Text
+++

Newsletter
Published: 3 Jan 2026, 15:56 IST

The deck said “strategic fit.” The IC approved. The press release landed. Twelve months later, the asset is quietly deprioritized, milestones slip, and portfolio reviews start using softer language like “optional,” “non-core,” or “revisit later.” What looked aligned at signing unravels not because the science failed, but because the fit was narrative-led rather than execution-tested.

This failure mode shows up repeatedly in Pharma BD & Licensing. Teams convince themselves the deal fits the portfolio story, but the post-close operating reality tells a different story. By the time that gap is visible, value erosion is already locked in.

Strategic fit is usually defined too early

Most “fit” arguments are made during sourcing and term sheet alignment, not during execution planning. The asset fits the TA. It fits the platform. It fits the growth narrative. What often goes untested is whether it fits how the organization actually deploys capital, talent, and attention after close.

BD groups are incentivized to frame alignment around portfolio slides, not around year-one resourcing fights. That means questions like manufacturing priority, clinical ops bandwidth, or regional launch sequencing are deferred. The deal closes with a clean story, but without an execution owner who has both authority and budget.

Narrative-led diligence crowds out operational truth

Diligence timelines are compressed. Scientific risk gets attention. Legal risk gets attention. Operational friction rarely does. Teams rely on management narratives rather than stress-testing how the asset will compete internally.

+++

Source material
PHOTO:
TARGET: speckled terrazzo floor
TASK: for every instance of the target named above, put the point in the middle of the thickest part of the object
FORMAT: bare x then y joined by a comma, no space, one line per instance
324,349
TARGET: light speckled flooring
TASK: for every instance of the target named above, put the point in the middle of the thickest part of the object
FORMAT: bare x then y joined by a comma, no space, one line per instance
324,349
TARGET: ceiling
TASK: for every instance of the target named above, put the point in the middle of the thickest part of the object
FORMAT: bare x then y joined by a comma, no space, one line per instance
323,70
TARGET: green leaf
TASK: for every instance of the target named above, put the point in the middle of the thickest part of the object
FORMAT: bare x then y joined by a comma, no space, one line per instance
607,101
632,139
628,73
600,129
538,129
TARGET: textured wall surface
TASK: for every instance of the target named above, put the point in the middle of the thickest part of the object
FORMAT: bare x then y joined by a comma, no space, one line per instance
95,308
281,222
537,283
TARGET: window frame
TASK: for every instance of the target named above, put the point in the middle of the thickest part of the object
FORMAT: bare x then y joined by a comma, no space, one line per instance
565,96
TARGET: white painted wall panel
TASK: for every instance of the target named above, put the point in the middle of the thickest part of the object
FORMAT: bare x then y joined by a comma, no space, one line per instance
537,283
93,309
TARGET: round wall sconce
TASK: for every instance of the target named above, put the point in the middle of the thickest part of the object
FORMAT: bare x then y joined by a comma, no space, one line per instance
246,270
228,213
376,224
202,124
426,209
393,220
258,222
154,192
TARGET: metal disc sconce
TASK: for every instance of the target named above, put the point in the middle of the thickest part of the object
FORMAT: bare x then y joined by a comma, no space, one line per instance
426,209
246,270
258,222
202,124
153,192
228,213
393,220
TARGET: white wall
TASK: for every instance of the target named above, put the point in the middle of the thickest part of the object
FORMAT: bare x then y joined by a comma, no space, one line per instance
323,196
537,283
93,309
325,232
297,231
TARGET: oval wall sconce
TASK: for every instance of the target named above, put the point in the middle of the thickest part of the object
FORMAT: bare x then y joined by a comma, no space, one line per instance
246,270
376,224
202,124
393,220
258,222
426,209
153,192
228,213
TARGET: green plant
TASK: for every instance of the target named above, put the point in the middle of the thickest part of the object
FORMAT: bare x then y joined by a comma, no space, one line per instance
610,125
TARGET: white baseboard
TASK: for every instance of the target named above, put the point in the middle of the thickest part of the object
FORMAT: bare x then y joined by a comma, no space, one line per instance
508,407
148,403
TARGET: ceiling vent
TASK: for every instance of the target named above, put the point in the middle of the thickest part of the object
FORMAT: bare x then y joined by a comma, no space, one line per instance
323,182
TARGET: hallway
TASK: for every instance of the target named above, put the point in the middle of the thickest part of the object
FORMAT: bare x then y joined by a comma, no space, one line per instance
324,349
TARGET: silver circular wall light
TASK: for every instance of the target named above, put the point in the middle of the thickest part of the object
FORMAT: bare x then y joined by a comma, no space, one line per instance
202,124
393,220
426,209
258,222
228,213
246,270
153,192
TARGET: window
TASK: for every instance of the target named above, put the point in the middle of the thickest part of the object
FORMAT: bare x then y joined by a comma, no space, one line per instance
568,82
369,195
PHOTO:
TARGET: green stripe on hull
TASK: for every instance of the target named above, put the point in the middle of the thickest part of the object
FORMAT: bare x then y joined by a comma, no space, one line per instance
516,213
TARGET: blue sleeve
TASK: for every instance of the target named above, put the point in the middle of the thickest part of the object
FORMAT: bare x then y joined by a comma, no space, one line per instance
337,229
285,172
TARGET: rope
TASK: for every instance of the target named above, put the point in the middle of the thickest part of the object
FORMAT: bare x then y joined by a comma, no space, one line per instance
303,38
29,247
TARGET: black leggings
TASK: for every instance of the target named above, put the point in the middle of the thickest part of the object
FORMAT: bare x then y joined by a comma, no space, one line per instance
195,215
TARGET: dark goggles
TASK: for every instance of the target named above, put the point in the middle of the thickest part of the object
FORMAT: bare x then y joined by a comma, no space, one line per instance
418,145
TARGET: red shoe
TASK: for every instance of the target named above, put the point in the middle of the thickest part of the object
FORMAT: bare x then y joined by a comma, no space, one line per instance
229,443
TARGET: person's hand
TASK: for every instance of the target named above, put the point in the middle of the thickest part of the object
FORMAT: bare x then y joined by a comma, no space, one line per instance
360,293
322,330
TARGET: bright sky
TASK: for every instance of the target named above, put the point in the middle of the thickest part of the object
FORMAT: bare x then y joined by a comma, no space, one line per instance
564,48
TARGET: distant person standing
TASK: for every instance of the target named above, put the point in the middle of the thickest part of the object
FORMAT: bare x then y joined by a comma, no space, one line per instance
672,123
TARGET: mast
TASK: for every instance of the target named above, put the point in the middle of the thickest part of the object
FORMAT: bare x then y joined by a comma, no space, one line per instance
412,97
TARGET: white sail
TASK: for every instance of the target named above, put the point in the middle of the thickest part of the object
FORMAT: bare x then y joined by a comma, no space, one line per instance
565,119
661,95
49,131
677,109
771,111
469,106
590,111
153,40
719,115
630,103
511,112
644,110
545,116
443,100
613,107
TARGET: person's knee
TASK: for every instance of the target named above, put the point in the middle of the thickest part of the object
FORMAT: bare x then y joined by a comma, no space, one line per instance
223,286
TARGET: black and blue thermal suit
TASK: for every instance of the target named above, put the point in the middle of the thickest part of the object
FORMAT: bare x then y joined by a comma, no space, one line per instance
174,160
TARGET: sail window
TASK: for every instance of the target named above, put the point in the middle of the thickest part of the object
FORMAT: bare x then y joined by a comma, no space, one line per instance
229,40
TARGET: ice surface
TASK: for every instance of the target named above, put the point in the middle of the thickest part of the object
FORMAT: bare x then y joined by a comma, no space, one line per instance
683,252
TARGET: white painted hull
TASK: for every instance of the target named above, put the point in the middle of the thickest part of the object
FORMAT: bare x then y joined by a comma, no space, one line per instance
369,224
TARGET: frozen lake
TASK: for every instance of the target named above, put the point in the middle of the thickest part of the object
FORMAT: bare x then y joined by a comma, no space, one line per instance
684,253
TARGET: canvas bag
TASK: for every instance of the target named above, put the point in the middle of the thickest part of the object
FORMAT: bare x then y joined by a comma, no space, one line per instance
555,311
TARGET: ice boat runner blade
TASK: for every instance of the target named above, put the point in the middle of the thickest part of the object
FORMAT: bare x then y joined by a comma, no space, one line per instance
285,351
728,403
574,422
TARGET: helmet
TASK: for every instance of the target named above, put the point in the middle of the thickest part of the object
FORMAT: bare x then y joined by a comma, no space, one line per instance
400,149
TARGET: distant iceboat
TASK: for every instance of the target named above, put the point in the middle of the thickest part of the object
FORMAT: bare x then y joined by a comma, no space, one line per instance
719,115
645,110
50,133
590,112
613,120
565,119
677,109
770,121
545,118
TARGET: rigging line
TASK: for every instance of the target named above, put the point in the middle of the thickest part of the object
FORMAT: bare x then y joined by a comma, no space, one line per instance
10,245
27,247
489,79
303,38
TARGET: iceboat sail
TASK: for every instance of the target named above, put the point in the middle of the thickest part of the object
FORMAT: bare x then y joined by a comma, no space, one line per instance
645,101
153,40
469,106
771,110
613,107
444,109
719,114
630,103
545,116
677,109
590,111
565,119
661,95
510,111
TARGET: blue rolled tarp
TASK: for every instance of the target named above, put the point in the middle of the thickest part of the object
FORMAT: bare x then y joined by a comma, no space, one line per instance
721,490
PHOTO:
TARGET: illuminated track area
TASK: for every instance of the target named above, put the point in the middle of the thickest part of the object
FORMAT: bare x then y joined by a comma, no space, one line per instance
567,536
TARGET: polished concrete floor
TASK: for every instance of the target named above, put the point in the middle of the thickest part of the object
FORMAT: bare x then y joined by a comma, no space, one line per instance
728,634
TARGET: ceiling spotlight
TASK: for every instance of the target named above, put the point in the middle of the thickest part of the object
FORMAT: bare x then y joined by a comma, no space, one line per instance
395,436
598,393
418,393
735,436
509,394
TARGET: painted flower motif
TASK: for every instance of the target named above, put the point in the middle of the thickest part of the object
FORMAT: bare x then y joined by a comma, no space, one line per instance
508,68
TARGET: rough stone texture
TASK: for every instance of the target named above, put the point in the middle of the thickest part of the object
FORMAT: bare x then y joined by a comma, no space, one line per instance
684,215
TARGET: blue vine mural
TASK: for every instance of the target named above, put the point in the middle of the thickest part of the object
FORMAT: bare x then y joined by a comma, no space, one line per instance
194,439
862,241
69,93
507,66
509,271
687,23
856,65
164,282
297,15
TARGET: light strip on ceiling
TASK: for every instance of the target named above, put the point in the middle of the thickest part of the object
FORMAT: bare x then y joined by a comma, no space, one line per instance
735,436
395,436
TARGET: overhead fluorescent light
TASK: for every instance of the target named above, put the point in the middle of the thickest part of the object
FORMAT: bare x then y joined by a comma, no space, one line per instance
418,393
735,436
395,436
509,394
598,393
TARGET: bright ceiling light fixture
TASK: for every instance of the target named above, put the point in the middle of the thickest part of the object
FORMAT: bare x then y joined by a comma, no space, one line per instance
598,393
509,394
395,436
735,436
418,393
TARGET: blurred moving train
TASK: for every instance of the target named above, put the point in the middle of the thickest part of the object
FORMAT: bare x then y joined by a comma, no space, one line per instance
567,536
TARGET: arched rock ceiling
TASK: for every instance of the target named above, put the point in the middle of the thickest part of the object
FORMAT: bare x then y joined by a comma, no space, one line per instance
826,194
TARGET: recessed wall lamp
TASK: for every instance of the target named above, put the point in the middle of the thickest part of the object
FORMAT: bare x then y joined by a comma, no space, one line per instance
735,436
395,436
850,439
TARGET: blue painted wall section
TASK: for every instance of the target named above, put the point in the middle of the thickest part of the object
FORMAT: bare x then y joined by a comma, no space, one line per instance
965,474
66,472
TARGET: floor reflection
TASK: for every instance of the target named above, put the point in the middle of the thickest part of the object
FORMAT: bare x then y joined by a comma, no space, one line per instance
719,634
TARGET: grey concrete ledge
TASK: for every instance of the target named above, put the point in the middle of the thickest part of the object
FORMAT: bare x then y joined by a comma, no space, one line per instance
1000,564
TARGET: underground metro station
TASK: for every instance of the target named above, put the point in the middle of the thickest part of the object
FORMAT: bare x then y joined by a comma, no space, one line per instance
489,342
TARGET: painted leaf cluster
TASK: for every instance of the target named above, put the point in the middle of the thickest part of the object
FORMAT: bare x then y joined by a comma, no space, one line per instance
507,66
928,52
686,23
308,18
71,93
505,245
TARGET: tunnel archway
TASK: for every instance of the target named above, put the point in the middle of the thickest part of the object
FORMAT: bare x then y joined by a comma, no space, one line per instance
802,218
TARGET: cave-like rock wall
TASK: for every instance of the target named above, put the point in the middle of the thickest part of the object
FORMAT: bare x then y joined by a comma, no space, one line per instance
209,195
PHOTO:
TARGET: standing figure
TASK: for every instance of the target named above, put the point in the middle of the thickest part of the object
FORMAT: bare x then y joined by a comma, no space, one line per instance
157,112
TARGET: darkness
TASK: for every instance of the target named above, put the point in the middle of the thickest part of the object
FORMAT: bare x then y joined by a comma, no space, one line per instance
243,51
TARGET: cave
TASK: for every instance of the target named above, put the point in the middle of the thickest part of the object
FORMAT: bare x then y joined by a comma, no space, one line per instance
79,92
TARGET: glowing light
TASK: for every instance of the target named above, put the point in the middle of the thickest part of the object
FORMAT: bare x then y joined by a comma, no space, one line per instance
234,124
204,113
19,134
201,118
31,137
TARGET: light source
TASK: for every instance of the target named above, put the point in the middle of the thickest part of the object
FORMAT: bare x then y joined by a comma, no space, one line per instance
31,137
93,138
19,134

+++

In the newsletter, which softer terms do portfolio reviews start using once a deprioritized asset's milestones slip? These entries come from a different source than the newsletter.

- "optional"
- "non-core"
- "revisit later"